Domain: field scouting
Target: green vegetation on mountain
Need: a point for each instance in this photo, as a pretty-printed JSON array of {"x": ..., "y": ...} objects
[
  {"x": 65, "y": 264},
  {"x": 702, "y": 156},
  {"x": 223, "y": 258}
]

━━━

#### [What to work on]
Convert the lines of the items above into a JSON list of strings, with one string per line and blank lines omitted.

#### [Reply]
[
  "Domain: field scouting",
  "Target: green vegetation on mountain",
  "Need: a point for each instance in this photo, as a pretty-printed JSON array of {\"x\": ..., \"y\": ...} objects",
  "[",
  "  {\"x\": 65, \"y\": 264},",
  "  {\"x\": 702, \"y\": 156},",
  "  {\"x\": 223, \"y\": 258}",
  "]"
]